== Parts of the exercise ==
1. Answer the following from the Pyrenees and Saint-Savin text.
(a) Whose daughter was Pyrene?
(b) How many monks lived at the abbey in 1790?
(c) How many years did Savin spend in the mountains above the village?
2. Reproduce the portion of the Pyrenees and Saint-Savin text from "Then, after several" up to and including "a new beginning.".
3. Write what follows the final sentence of the Pyrenees and Saint-Savin text.

One legend concerns the name Pyrenees. In the ancient past, Hercules visited the area, and fell in love with a beautiful girl named Pyrene, who happened to be a daughter of the King of Cerdagne. The king refused to allow Pyrene to marry Hercules, and so the desperate girl ran away. Hercules searched for her, but found her too late: she had been killed by wild cats. Hercules buried the body, and covered her grave with stones, which subsequently became the mountains.

Roland, a warrior who was part of the court of Charlemagne, also has an important legendary connection to the area. In exchange for room and board at the Saint-Savin convent, Roland is said to have fought and killed two giants, Passamont and Alabaster, who, much to the monks' dismay, were living close to their priory.

==The Abbey of Saint-Savin==
The known history of the Abbey of Saint-Savin-en-Lavedan dates back to 945. The counts and viscounts of Bigorre financed and helped arrange a major part of the construction and decoration of the monastery, and the abbey enjoyed prosperity for quite some time. In the thirteenth century, it controlled the territory of seven municipalities.

Then, after several religious wars, the abbey was virtually abandoned. Only three monks lived there in 1790. In 1854 a violent earthquake ruined the abbey even more, but also caused something of a new beginning.

===Savin, the pious hermit monk===
Savin was born in Spain into a wealthy family: his father was a count in Barcelona. At some point Savin moved to France, and became a monk. He was sent to Saint-Savin, but decided to live a simple and isolated life in the mountains above the village. During the 13 years he spent there he performed several miracles: he was able to find water where there was none, he created milk in order to feed a hungry child, and so on. When he died, his body was carried to Saint-Savin. Now his marble tomb serves as the altar in the Saint-Savin church.

== Study material ==
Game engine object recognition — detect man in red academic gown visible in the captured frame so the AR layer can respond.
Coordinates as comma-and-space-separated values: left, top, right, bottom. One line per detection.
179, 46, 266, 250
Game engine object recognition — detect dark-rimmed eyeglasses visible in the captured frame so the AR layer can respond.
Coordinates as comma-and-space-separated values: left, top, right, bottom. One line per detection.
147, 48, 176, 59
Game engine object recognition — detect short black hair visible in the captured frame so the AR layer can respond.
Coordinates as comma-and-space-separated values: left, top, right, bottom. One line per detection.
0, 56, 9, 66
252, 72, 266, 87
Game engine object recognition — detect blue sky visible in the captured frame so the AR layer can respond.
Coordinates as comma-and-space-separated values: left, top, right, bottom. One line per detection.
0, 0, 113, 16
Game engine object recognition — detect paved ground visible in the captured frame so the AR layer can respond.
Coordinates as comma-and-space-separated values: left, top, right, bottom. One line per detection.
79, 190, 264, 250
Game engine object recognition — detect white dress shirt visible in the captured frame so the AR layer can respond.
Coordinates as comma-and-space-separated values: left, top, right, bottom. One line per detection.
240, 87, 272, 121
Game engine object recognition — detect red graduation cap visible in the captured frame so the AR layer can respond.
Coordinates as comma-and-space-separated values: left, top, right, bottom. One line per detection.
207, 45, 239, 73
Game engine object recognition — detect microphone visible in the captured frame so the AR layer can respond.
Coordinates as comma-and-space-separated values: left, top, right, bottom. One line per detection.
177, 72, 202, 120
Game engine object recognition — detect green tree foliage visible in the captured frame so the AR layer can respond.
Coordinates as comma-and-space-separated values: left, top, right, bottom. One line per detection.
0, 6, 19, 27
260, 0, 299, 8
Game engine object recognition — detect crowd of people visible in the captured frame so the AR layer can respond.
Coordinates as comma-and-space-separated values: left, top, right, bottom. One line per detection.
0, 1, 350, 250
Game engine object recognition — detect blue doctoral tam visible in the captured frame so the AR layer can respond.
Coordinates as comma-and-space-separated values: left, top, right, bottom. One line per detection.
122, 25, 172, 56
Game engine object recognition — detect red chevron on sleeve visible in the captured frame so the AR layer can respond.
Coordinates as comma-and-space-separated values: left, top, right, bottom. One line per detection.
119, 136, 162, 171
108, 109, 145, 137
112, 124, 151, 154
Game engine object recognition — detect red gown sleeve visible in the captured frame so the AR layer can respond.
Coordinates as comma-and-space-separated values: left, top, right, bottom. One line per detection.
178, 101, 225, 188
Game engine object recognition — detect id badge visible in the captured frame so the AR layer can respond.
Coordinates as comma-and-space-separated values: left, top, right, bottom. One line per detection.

== Results by task ==
1.
(a) The King of Cerdagne.
(b) Three.
(c) Thirteen.

2.
Then, after several religious wars, the abbey was virtually abandoned. Only three monks lived there in 1790. In 1854 a violent earthquake ruined the abbey even more, but also caused something of a new beginning.

3.
===Cagots===
As was the case in a few other villages and towns in Hautes-Pyrénées, the town of Saint-Savin included a small community of Cagots, a minority group that was despised for obscure reasons. They were treated as if they were lepers and dangerously infectious, though investigations even by 17th century doctors found no evidence of this.

There are quite a few examples of Romanesque art in the church, one of which is a granite carving of two Cagots. The church also contains an interesting example of a special separate Holy water font for them to dip their right hand into. Use of the normal font was forbidden to Cagots. Cagots were allowed to attend the Mass, but only through a low window at the bottom of the nave. People were afraid to get close to them, and so they were given communion using a long stick that is still to be seen in the church.